§ **ENTRIES PROVIDED**:
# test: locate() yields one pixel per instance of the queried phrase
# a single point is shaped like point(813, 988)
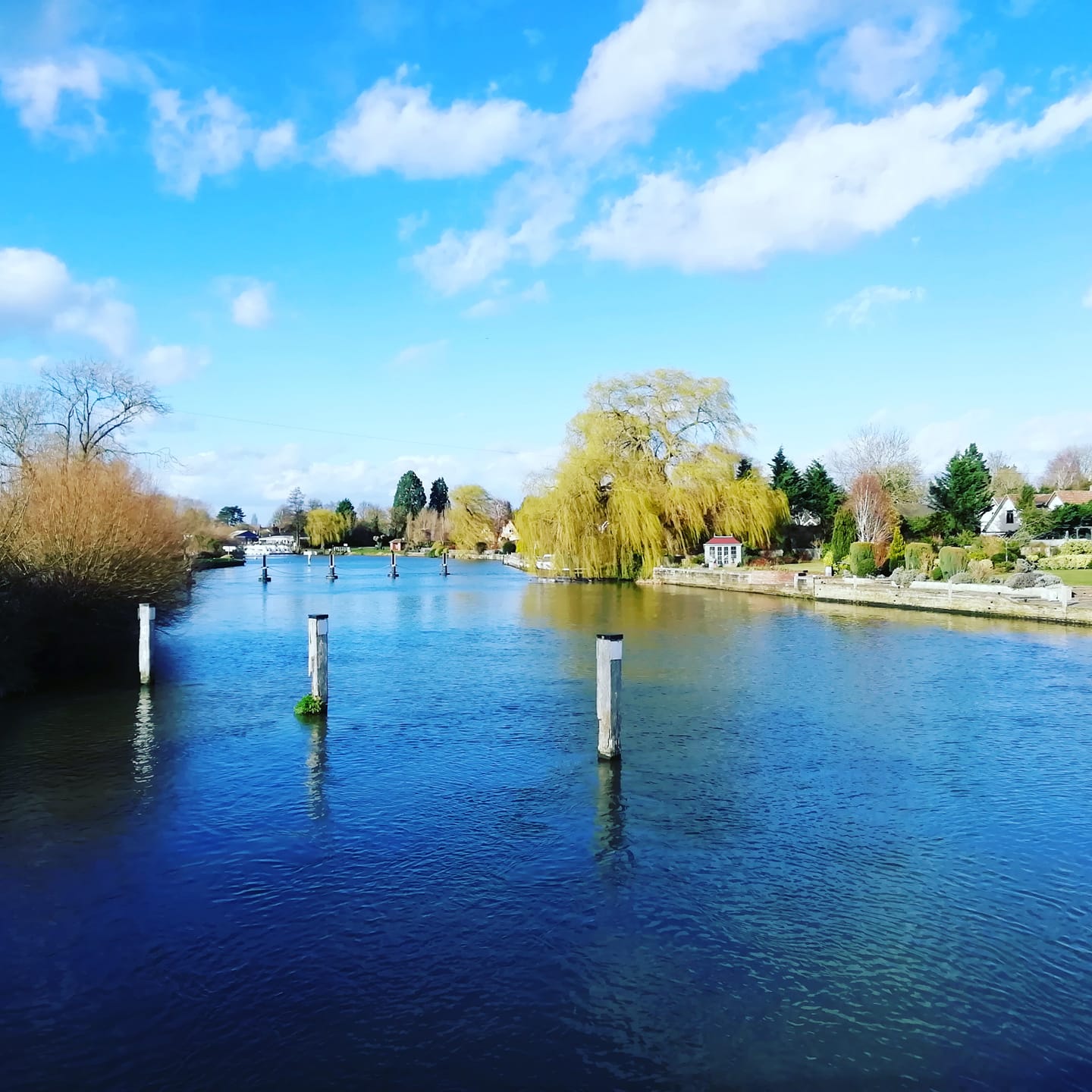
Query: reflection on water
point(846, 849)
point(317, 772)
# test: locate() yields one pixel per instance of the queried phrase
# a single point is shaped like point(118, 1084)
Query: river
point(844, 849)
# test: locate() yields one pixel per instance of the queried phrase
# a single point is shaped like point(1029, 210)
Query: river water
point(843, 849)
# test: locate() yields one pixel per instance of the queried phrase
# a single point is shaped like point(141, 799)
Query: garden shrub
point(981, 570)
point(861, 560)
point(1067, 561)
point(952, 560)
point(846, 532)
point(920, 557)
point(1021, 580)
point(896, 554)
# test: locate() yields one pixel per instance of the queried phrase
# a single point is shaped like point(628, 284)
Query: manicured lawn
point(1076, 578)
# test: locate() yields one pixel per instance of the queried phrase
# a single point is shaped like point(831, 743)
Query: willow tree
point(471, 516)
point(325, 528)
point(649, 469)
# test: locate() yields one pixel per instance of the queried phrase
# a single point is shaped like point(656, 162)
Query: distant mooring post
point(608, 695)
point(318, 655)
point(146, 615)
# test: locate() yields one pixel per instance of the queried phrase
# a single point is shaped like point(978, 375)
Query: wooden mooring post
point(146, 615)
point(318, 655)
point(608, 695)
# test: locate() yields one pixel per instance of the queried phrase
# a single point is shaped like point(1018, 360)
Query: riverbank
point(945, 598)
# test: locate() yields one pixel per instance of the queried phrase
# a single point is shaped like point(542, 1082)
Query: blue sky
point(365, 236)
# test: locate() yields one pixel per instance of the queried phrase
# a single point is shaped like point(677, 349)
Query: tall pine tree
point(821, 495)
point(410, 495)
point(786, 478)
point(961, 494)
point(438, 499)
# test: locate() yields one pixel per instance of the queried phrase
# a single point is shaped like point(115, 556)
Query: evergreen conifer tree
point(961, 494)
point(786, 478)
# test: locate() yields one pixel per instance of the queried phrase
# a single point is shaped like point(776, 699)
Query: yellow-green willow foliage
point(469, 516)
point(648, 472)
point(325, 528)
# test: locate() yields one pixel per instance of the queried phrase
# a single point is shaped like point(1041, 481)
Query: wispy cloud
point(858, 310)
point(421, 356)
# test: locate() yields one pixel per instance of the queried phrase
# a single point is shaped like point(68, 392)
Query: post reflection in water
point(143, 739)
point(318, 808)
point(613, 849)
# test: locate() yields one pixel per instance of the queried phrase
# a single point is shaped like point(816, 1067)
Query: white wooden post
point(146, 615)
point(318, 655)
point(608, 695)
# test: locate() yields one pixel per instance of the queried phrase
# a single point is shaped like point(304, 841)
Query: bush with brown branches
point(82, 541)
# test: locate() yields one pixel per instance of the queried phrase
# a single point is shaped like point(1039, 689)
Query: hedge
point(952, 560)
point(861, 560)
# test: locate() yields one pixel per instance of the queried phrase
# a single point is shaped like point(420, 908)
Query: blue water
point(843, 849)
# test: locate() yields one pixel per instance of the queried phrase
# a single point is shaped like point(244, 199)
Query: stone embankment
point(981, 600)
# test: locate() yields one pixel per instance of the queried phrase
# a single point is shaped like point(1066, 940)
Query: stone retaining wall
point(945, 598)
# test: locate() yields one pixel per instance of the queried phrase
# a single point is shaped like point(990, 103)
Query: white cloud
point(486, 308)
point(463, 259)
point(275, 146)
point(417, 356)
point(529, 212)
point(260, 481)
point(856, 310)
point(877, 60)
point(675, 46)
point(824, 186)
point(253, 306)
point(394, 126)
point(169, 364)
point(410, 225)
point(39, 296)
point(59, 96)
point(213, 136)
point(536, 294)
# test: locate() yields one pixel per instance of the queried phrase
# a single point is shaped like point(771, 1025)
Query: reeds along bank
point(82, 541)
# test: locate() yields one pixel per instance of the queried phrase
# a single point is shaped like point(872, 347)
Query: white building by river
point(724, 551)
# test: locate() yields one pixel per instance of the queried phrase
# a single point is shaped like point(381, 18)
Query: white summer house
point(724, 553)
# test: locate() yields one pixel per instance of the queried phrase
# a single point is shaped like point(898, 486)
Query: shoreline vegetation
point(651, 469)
* * *
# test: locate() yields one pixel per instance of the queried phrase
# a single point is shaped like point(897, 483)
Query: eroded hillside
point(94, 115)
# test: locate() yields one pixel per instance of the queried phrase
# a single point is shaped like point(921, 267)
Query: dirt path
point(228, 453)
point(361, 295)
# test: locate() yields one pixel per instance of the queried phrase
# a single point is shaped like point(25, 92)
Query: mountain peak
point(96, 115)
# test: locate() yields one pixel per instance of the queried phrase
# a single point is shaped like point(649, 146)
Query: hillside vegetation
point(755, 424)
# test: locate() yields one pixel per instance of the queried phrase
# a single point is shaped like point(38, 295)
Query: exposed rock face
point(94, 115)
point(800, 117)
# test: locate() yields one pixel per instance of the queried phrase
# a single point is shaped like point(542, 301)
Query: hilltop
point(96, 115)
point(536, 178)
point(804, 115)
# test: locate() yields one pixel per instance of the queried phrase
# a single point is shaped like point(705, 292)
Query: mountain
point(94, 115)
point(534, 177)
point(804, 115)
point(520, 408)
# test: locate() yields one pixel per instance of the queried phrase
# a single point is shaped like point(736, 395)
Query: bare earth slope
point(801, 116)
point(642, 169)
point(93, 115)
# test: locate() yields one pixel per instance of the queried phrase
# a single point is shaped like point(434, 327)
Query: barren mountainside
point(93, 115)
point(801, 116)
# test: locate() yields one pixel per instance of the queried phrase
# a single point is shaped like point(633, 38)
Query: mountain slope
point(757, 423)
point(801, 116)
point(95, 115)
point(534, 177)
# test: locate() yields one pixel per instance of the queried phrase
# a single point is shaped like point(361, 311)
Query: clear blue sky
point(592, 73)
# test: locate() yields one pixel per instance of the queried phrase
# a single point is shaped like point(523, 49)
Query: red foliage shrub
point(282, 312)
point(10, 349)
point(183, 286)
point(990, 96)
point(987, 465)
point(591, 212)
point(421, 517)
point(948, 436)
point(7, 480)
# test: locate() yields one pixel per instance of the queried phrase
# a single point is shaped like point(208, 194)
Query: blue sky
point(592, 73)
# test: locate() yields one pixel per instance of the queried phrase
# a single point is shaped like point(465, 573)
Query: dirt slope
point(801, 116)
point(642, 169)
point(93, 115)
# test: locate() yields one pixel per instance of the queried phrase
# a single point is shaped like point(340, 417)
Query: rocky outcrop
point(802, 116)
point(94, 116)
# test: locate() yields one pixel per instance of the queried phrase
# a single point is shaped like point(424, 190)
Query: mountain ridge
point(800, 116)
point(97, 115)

§ **PROMPT**: Locate every line in the rows above that contains the word "slope", and copy each such line in full.

§ **PROBLEM SOLUTION**:
Query: bare earth slope
Query: mountain slope
Query: dirt slope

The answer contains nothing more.